GIVEN INSTRUCTION:
Please pick out and copy every line of the records that contains the string "wing". Case counts when matching.

[START OF TASK INPUT]

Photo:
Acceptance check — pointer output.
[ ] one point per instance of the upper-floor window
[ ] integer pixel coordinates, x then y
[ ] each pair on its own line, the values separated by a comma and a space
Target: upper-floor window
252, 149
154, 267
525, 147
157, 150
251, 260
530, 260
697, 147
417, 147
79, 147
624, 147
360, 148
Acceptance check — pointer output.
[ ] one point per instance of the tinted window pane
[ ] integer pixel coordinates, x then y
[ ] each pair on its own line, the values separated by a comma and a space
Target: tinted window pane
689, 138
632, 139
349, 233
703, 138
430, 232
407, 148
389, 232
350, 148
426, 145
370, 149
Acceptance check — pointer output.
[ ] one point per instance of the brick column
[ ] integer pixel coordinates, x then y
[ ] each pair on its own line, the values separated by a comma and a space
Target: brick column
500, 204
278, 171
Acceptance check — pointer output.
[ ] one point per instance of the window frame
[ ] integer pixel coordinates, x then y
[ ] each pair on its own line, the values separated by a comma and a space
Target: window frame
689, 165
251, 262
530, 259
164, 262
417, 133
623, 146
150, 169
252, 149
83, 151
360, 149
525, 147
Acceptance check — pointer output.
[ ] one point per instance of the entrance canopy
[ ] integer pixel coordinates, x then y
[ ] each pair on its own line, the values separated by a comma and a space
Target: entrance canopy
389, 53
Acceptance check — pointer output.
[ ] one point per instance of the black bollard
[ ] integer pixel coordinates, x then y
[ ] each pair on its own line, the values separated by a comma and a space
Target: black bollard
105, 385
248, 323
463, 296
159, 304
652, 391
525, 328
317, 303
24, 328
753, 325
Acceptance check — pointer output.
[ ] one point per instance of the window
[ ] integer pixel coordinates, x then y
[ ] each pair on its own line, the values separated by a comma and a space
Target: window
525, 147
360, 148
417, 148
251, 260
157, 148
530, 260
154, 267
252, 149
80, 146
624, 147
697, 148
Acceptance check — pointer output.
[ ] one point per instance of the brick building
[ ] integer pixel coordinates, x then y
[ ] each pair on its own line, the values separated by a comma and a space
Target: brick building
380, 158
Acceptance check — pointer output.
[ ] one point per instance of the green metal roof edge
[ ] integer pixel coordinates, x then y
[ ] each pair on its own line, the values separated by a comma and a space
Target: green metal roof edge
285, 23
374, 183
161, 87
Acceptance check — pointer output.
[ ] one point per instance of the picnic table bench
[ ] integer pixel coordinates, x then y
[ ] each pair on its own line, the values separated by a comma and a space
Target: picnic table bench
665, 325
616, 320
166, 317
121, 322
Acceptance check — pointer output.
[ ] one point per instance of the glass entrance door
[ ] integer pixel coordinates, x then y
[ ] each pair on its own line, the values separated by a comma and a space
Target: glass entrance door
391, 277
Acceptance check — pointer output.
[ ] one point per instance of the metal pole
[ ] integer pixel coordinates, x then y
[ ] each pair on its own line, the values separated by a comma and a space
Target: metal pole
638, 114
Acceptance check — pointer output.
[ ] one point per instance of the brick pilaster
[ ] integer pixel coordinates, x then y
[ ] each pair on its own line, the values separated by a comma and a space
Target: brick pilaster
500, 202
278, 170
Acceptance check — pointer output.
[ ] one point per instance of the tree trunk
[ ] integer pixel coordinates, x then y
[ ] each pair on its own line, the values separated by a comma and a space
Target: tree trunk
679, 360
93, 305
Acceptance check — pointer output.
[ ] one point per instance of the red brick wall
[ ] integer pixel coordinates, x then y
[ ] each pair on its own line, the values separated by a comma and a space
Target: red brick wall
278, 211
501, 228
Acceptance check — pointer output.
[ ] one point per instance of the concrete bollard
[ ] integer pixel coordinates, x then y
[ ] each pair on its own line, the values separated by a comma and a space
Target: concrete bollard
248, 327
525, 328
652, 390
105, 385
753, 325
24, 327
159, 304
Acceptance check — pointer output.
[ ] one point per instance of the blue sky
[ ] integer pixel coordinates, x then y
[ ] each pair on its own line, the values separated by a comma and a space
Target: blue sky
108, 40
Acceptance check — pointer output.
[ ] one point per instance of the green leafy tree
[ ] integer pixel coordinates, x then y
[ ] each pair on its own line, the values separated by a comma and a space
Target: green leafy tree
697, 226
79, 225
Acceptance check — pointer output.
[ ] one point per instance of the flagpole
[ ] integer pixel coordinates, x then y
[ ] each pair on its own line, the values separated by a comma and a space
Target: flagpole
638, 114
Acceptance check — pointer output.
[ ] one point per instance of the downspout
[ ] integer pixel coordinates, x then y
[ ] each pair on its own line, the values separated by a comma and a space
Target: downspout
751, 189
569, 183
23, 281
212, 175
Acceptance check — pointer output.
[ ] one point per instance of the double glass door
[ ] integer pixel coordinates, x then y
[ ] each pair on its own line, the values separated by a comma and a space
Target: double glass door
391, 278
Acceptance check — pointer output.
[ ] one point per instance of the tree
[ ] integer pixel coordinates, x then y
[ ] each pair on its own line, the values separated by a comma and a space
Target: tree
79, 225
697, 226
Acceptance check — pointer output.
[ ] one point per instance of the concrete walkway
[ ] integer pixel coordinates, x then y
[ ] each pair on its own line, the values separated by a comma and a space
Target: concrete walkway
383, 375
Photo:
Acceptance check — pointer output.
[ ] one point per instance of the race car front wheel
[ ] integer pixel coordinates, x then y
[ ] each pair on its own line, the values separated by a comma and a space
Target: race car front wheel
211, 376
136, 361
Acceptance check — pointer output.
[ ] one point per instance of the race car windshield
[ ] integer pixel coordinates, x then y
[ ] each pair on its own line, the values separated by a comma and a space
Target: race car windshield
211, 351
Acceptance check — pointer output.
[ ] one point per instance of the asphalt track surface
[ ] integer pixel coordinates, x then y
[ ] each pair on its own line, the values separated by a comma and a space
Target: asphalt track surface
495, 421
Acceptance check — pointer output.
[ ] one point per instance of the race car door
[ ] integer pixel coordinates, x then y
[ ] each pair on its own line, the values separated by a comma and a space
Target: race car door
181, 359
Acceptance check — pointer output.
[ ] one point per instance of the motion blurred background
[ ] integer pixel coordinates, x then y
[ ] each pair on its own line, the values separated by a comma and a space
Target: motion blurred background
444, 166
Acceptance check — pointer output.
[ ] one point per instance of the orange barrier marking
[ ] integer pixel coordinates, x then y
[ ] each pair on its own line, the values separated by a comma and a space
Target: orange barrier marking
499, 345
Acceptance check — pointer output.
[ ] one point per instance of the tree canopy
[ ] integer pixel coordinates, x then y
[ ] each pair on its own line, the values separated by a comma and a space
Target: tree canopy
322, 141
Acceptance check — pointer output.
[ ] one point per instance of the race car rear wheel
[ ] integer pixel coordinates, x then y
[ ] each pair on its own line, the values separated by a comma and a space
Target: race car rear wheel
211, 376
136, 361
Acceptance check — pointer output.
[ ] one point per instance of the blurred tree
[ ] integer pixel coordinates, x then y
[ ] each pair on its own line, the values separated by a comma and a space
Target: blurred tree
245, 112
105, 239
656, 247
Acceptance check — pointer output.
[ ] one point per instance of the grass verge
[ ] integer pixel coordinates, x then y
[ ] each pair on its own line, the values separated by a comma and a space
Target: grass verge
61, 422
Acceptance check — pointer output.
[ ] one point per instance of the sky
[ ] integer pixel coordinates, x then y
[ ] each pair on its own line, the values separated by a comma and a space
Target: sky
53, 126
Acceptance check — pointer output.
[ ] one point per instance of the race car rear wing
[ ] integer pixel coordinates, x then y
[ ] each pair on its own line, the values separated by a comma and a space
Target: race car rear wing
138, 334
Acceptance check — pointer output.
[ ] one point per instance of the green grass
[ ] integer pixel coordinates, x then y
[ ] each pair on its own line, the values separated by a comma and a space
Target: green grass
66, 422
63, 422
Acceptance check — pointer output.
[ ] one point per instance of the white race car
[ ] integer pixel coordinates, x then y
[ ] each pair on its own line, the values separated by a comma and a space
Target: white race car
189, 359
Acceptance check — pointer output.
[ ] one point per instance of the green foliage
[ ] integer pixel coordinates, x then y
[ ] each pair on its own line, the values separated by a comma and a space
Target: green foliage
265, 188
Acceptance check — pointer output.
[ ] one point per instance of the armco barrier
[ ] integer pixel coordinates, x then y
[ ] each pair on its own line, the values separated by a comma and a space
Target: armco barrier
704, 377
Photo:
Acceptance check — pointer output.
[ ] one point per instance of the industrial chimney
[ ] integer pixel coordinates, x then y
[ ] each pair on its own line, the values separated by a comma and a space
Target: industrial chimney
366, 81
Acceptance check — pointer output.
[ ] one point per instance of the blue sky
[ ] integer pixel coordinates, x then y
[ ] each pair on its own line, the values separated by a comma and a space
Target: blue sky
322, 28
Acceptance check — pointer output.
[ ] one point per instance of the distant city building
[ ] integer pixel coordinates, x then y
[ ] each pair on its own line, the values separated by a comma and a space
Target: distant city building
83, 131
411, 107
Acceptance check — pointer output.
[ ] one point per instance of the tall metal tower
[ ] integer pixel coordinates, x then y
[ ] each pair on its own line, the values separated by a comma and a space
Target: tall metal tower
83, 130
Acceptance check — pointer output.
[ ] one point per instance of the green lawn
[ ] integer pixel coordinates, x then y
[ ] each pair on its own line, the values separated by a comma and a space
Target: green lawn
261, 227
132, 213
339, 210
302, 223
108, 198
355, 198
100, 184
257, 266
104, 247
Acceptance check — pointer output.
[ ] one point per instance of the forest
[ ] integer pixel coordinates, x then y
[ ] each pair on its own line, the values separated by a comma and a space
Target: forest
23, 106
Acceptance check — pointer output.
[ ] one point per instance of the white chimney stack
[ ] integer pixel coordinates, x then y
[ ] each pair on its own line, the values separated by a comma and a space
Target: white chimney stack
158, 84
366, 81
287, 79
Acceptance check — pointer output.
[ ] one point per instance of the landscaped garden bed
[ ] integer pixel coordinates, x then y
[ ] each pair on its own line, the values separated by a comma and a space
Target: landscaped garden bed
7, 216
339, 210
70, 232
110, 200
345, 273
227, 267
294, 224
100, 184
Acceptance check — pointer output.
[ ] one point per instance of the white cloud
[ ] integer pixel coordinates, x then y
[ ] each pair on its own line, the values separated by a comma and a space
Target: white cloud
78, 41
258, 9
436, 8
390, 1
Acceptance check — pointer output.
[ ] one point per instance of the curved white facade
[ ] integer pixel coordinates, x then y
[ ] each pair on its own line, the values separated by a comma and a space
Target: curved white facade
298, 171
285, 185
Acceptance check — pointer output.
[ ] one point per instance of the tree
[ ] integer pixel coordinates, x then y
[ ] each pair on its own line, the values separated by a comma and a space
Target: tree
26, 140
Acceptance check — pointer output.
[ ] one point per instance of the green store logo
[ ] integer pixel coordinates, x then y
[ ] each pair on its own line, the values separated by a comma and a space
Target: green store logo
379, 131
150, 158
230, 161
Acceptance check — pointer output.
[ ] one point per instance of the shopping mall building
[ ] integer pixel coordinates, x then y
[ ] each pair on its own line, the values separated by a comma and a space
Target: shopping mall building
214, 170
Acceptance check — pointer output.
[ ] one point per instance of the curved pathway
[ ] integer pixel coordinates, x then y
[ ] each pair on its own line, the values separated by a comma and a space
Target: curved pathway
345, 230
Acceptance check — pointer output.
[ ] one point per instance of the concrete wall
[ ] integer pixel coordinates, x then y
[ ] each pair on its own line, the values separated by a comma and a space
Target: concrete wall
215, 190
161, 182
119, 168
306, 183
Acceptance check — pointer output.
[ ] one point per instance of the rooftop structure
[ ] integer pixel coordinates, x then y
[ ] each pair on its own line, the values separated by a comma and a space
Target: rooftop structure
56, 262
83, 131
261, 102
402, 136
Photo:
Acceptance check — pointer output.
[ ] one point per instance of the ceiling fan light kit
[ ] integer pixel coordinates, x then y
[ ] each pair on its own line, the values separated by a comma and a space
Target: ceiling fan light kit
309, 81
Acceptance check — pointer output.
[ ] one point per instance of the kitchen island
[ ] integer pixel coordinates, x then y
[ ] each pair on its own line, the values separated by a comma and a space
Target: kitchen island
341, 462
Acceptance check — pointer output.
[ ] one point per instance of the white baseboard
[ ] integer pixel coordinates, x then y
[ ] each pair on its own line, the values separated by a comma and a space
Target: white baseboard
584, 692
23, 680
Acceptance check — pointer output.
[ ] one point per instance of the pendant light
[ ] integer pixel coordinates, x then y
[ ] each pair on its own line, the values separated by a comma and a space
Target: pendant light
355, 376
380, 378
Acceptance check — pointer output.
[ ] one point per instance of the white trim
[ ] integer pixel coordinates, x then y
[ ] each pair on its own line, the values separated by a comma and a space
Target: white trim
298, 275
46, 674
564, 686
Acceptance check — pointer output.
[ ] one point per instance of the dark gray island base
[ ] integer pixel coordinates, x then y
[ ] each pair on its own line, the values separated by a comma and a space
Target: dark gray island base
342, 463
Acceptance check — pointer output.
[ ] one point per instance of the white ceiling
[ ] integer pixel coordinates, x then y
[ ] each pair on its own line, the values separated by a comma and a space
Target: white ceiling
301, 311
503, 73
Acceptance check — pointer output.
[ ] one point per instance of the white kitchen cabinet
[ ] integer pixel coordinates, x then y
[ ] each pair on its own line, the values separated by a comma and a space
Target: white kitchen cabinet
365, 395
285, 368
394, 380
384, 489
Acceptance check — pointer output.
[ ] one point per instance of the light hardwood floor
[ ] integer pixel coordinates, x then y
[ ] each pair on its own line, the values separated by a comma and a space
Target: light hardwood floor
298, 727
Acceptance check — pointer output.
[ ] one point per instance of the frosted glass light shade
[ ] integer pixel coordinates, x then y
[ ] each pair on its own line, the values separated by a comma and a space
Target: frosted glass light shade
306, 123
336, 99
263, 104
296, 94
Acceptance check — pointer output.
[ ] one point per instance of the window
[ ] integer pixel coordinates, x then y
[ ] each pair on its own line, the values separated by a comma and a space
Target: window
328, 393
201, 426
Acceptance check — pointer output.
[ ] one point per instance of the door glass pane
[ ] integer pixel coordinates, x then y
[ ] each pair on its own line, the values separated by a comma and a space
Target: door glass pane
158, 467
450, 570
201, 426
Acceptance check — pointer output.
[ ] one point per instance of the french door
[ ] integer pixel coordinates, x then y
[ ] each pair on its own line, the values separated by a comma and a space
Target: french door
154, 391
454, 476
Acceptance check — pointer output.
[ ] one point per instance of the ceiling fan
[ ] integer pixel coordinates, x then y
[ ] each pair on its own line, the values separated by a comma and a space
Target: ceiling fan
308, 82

[END OF TASK INPUT]

THE RESPONSE:
[ ] one point per instance of the race car rear wing
Target: race car rear wing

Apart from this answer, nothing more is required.